▸ **Что требуется**
Измените приведенные ниже записи: замените в них «Target» на «Object», ничего другого не меняя. Изображения в ответ не включайте.

═════ Фрагмент данных

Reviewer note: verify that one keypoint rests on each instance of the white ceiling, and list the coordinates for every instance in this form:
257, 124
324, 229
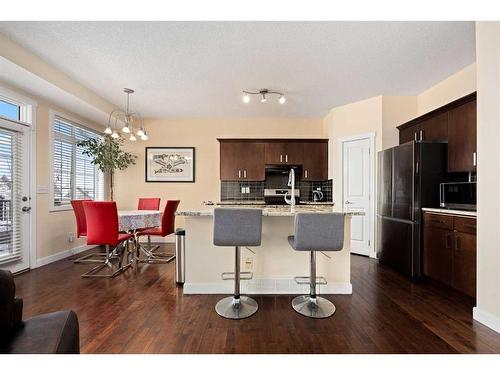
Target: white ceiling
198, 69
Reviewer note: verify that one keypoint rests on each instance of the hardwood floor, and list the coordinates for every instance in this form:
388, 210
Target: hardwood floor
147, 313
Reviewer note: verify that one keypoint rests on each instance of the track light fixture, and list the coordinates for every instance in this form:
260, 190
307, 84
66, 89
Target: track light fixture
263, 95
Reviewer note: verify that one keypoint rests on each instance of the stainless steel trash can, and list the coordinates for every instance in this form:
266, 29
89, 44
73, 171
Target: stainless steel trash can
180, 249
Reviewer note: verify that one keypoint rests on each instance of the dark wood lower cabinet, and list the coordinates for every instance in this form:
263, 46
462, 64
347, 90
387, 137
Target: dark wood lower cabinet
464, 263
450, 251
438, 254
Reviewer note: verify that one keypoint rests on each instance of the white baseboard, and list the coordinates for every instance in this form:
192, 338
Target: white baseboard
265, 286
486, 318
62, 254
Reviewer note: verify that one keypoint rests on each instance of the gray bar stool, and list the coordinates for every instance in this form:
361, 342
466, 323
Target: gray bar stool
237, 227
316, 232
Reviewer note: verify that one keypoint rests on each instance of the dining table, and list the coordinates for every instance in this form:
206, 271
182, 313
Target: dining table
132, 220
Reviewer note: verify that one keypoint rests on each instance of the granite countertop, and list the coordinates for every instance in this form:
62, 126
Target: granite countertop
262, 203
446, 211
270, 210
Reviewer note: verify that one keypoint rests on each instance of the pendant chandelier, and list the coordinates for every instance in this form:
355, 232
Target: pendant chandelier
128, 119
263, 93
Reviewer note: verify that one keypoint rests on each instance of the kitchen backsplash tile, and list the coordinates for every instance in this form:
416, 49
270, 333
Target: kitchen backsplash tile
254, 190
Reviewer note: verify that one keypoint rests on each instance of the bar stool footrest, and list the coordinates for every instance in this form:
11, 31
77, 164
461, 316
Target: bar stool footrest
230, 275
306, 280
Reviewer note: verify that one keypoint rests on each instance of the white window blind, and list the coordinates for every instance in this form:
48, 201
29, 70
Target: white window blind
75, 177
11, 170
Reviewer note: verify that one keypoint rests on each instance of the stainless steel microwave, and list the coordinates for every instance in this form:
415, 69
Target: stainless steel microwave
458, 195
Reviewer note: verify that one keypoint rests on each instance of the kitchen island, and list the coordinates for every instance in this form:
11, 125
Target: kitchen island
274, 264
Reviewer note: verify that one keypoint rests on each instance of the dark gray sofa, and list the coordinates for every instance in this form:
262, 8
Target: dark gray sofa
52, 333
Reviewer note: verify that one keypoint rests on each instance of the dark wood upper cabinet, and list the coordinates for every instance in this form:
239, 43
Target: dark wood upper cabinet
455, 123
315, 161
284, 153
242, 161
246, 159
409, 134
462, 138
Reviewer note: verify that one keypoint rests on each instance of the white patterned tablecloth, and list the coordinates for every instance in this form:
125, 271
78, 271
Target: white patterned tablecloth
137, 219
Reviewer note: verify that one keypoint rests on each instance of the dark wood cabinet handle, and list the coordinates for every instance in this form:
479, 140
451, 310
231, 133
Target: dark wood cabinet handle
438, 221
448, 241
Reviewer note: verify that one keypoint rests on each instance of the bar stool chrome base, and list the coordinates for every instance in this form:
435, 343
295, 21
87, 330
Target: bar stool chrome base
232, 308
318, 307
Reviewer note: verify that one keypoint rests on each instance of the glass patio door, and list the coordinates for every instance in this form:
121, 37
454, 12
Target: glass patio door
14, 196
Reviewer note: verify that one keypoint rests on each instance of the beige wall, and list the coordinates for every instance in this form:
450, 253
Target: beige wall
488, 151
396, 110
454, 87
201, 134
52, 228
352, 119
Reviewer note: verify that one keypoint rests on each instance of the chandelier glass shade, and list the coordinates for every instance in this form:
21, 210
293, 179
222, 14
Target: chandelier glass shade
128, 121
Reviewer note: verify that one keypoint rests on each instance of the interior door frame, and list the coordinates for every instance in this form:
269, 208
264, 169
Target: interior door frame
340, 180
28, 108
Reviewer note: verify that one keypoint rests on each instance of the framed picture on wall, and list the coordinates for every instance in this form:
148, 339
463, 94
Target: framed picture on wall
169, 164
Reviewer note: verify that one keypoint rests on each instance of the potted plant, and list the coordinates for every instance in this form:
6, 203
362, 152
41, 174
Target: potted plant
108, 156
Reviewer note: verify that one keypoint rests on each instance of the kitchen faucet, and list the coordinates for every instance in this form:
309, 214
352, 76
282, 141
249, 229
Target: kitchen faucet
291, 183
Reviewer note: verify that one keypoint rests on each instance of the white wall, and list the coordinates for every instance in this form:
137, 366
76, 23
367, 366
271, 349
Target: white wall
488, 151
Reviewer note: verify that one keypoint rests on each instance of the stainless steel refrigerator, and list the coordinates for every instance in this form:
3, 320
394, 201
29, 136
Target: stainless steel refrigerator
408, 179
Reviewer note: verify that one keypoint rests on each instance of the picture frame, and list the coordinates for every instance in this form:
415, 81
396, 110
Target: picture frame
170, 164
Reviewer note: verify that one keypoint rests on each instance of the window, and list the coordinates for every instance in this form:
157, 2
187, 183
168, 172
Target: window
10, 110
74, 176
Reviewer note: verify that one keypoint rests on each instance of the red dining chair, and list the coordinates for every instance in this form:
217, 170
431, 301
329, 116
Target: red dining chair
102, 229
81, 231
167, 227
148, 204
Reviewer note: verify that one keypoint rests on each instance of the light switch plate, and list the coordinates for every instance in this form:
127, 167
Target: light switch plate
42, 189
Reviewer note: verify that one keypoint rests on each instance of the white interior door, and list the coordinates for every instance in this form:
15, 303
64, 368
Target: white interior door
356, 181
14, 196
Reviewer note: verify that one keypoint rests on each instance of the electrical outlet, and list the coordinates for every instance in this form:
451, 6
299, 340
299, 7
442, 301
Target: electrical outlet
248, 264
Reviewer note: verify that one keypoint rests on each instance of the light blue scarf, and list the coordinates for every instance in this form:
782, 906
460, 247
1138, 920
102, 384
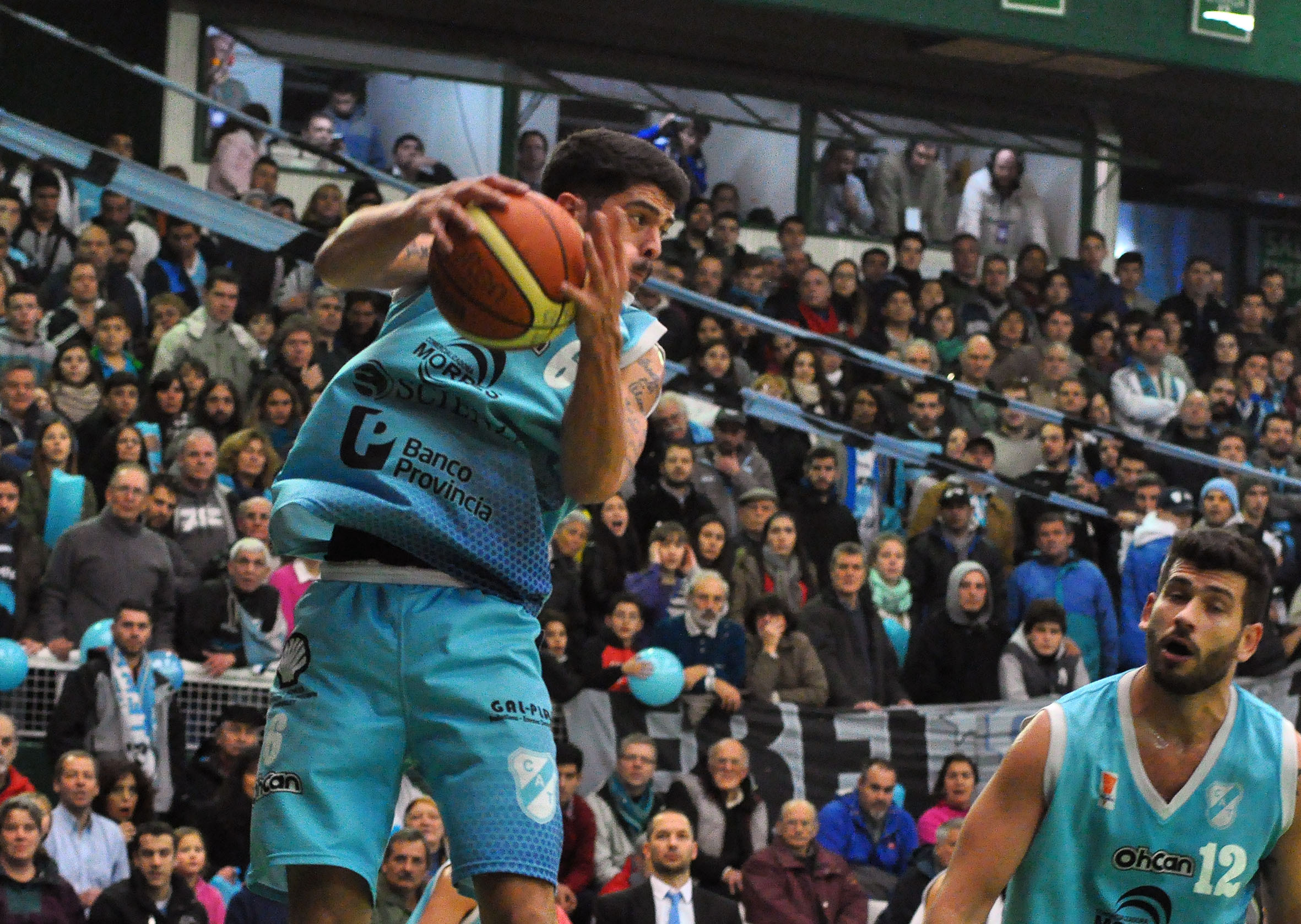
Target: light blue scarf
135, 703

══════════

▸ **Письменное решение**
Reviewer note: verify that one keypoint rests on each instance of the white ceiling, and list the coordinates for every instance in this form:
257, 124
324, 229
Object: white ceiling
198, 69
Reviewer note: verify that one keypoint rests on each instance of the hardwood floor, and list the coordinates for every instance in this form:
388, 210
Object: hardwood floor
147, 313
Reviewer note: verify that one keypoint rests on each instance of the track light fixture, and list the coordinates for every instance in this form:
260, 190
307, 84
66, 89
Object: track light fixture
263, 95
Reviewer note: verify that one keypoint rests on each instance of the stainless steel trash can, and list the coordinates for every instance in this form:
266, 29
89, 44
73, 171
Object: stainless steel trash can
180, 249
Reviewer note: verify that one keypoint rests on each instance of the dark wood lower cabinet, and list the coordinates for every instance in this form:
263, 46
462, 64
347, 90
387, 137
Object: dark wood lower cabinet
464, 263
450, 251
438, 254
Reviewer note: verify that one keypoint rests on each instance of the white baseboard, and list the coordinates for every instance in this form:
192, 338
Object: white baseboard
265, 286
486, 318
62, 254
Reviewer note: verify that one keypoint rests on each instance of the gray bar stool, and list the coordinates for every instance in this form:
361, 342
466, 323
Object: gray bar stool
237, 227
316, 232
Reviewer note: verify that one keypoint rests on each instance of the dining table, and list the coordinates for every instance in this form:
206, 271
182, 313
Object: dining table
132, 220
Reviewer note: verify that one keypoint rests on each instance of the granite countertop, and list the coordinates for every instance in this form:
62, 126
Object: granite countertop
262, 203
446, 211
270, 210
Reviewer note: verify that one keypoint rests on each instance of the pendant chandelier, and list the coordinates for every instance in this form:
355, 232
Object: pendant chandelier
128, 119
263, 93
Reviewer note: verify that one keypoint rests on each instance of the kitchen backsplash tile, and list the coordinates for every instance in this form:
416, 49
270, 333
Object: kitchen backsplash tile
254, 190
Reviewer note: verify that one keypoint rests on each instance of the bar stool footrest, and list the coordinates for every instance in this form:
11, 31
77, 164
461, 316
Object: bar stool footrest
230, 275
306, 280
Reviewer note: verify that one keypoint rests on each instance of the white window blind, and list the coordinates for every instance in this form:
48, 201
29, 70
Object: white window blind
75, 177
11, 170
Reviewer note: verify that one keypoint rests on each instance of the stainless steel microwave, and list the coordinates for every instance in this form:
415, 69
Object: stainless steel microwave
458, 195
Reviewer note: verify that one keypoint rests on each instance of the kitchen island, and list the coordinates for every instance in this form:
11, 125
Object: kitchen island
274, 264
Reviewer note: verify that one keypoint rests on each instance of the dark gray sofa, and list the coordinates for every instance in this form:
262, 8
Object: dark gray sofa
52, 333
Reviewer note: verify that one keypoint rests on each instance of the dark wood upper cabinet, and list the coordinates for every instance in this form:
239, 43
Object: dark wood upper cabinet
455, 123
315, 161
284, 153
242, 161
246, 159
409, 134
462, 138
Reviewer note: verify that one keypoint rests on each instance of the white patterned tablecloth, and list the coordinates for every instance in this form:
125, 271
78, 271
Object: white patterned tablecloth
137, 219
Reviewer note: verify that one keypoint rests on each instance of the dark wood cabinet handle, and list the coordinates for every instance in this form:
479, 140
451, 310
231, 133
Object: dark wood cabinet handle
438, 221
448, 241
Reviewer note: verify that one keypoint rests on each instance of the bar stool chrome base, and list the coordinates for every instance in this form:
435, 343
295, 21
87, 330
Object: bar stool chrome base
232, 308
318, 307
Reviewer note: verify that one keypoint rests on each instance of the glass patio door, and list the coordinates for every instance in this form:
121, 37
454, 12
Object: glass patio door
14, 196
Reviewer note: verify that one keypoint rests on each instance of the beige wall, and list the coordinates for every instance in this form:
450, 253
Object: beige wall
488, 151
396, 110
454, 87
201, 134
52, 228
352, 119
Reviewer note: verify that one keypoint rests on each instance of the chandelier glass shade, and list the coordinates for every instance in this form:
21, 210
293, 179
222, 14
Object: chandelier glass shade
128, 121
Reviewer note: verify that one keypoint rests on each instance of the interior door frame, and list the coordinates for every instance in this form:
269, 208
264, 169
Object: interior door frame
340, 180
28, 108
Reviewer note: verify that one keypoint rests on each instance of the framed picture on wall, and list the coordinates for every instance in this form:
148, 339
463, 94
Object: framed picture on wall
169, 164
Reviewer note: verify that one keypoint rests on each instance of the potted plant, and list the coordinates for every instance in this form:
6, 203
362, 152
41, 174
Object: potted plant
108, 156
Reviewer note: verify that one keypoint rests on each instance of the kitchen faucet, and list the coordinates for every instance in this form:
309, 214
352, 76
282, 141
249, 229
Object: kitchen faucet
291, 183
Reviewer note: verify that one keypoint rests on each instance of the white wall, and list the coordinates for every instance in this form:
137, 366
76, 23
367, 366
271, 349
Object: white wall
488, 151
Reviewer note: verify that one keypoint rests on each instance of the stainless steel refrigerator, and list the coordinates for every instance in this form:
3, 320
394, 201
29, 136
Object: stainless steel refrigerator
408, 179
Reviewer note: verify that one keypoint rests on each instance of the picture frame, and list the coordinates for every instance in this form:
415, 81
396, 110
Object: picture frame
170, 164
Reviewer note: verify that one keypoint rests on each instance of the window, and list the coordinates for every instance in this form:
157, 2
187, 183
168, 172
Object: window
10, 110
74, 176
Reviewer note: verify that one keypoint rests on each instance of the red dining chair, and list the coordinates for every instance in this form:
217, 170
431, 301
329, 116
Object: red dining chair
102, 229
81, 231
167, 227
148, 204
Reviewer note: verify that one keypoint rests on each instance of the light switch plate, and list the coordinates for every instance in this form:
127, 167
Object: light switch plate
42, 189
Reviewer note: verify that one keypoint rests on each instance of the white interior door, and list the coordinates for every instance in this form:
15, 303
64, 368
Object: white interior door
356, 181
14, 196
Reviewer note: verify that one keypoint rests on each instance of the electrical outlet, and list the coordinates for every instance in this form:
451, 6
299, 340
299, 7
442, 301
Object: electrical outlet
248, 264
Reviewer note: verify that one keypoint rests on each instance of the light blue scarf, and list the coordinates for every instance in this form:
782, 906
460, 247
1138, 920
102, 384
Object: light blue scarf
135, 703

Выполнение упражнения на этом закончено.